> WHAT YOU ARE ASKED TO DO: Retype the entries in full, exactly.
*** RECORDS SUPPLIED
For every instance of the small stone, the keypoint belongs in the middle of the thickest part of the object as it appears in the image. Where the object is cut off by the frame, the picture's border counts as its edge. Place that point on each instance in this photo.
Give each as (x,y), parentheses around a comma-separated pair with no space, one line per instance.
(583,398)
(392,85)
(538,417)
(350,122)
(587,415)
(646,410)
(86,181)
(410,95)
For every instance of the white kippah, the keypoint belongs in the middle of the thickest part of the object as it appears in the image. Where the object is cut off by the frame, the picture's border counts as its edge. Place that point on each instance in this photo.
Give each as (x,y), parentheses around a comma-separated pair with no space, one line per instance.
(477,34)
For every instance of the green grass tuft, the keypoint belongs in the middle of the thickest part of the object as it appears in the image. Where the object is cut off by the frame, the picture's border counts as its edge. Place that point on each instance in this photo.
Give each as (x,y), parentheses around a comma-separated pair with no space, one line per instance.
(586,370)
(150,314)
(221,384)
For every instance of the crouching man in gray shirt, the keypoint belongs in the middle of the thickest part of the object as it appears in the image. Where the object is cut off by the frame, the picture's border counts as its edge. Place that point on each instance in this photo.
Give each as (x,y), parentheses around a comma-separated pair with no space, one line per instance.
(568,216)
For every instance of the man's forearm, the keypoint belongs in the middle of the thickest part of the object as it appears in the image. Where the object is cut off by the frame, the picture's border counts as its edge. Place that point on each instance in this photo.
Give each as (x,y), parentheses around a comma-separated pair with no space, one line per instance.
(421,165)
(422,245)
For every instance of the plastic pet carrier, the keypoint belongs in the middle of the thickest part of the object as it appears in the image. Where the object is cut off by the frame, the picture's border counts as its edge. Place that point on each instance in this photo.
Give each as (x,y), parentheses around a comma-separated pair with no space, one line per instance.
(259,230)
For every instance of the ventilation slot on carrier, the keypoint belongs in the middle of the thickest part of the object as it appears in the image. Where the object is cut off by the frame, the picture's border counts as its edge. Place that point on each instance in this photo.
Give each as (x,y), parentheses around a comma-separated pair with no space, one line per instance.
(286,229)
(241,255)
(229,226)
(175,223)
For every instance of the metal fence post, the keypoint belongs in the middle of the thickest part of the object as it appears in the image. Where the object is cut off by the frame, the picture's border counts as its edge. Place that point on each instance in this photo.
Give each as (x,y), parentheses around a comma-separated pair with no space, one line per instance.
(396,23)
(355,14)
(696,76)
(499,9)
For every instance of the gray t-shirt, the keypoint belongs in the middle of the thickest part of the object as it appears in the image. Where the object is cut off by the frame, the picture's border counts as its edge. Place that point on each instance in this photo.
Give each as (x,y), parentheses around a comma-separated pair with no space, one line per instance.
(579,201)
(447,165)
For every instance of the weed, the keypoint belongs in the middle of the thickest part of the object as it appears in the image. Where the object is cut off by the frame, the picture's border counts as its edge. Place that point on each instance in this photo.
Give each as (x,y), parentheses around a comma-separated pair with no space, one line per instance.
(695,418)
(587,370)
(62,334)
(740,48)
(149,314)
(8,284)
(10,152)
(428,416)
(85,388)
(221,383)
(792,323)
******
> WRITTEN SOLUTION:
For every instance of the small stone, the keypoint belongs in the middle of the thickest part of the object as it appears in the image. Where the object is cut off by the frame, the picture's border counts as its edge. Place that point on each instance in this photo.
Give each as (x,y), parentheses around a comma-separated pair with no space, one line per instance.
(583,398)
(392,85)
(538,417)
(350,122)
(587,415)
(646,410)
(86,181)
(410,95)
For every instance of the white kippah, the keypoint belongs in the middle of the thickest part of the object as it appears in the image. Where the object is cut off by the frame, the picture's border counts as its edge. Place that point on each instance in this photo.
Give each as (x,y), parentheses around a comma-separated pair with no space, one line per instance.
(477,34)
For every instance of the green grass tuft, the keypoint belongs in the middle of the thickest part of the object as it appears in the image. Where the object is cut off by the frame, the picture's border counts as its edge. Place that point on each instance in this photo.
Give each as (x,y), parentheses around a comma-separated pair with no space, one line per instance.
(586,370)
(150,314)
(221,384)
For every instance of the crouching man in gray shirt, the keypoint belongs in the middle of the thickest part of the object as it appears in the image. Where the object is cut off by the frame, the picture's border counts as its edge. Place that point on each instance in this photo.
Give each as (x,y), parentheses around a comma-separated pair with no space, one line per instance.
(568,216)
For every instance of the man's forearm, the keypoint belongs in the middle of the thickest part of the object as it appears in the image. Where the object is cut off by the frame, the picture's border counts as its edge. Place that point on each instance in this photo.
Give each as (x,y), parentheses around a comma-separated pair with no space, one line per instance.
(421,165)
(422,245)
For every instance of the plastic pet carrier, the keypoint belongs in the middle of the thickest part of the object as it appears in the image. Where the object is cut off by the frame, the picture's border counts as its edge. Place that point on each instance in this photo.
Give each as (x,y), parentheses around a comma-separated pair with no space, one line per instance.
(259,230)
For every instance of the ventilation slot on carrier, the keypoint belongs in the middle of the thickest part of the object as it appears in the image. Where the object is cut off by the frame, the picture's border counts as its edge. Place that point on each instance in this photo.
Give each as (x,y), parentheses around a comma-separated pair with no space, one line per instance.
(286,229)
(241,255)
(229,226)
(175,223)
For every instance of the metal fence post, the keypoint belongs in the middle of the thickest part of the object as it appears in the image. Where the object is cut off by the frame, the picture's border counts as its edge. Place that point on each instance in this photo.
Give each as (x,y), parentheses around a comma-separated pair with no space, one line per instance.
(396,23)
(355,14)
(696,76)
(499,9)
For every instance of the gray t-shirt, the keypoint belongs in the middle of the thickest part of the object as it appears in the image. Where the object is cut off by the frame, the picture's border counts as its edge. Place that point on each instance in this photo.
Give each as (x,y), parentheses around a comma-separated pair with no space, one line per instance.
(579,201)
(447,165)
For every instance of the weed, the keypoint belongs in the middle of the thickest part of the object as it appears in the image. Where the object is cut off by the frame, the picture's border counts as its edge. Place that point on each instance in this photo.
Give each as (x,y), parentheses around a comma-separated pair with no space, one line per instance.
(695,418)
(587,370)
(62,334)
(740,48)
(149,314)
(8,284)
(10,152)
(428,416)
(85,388)
(221,383)
(792,323)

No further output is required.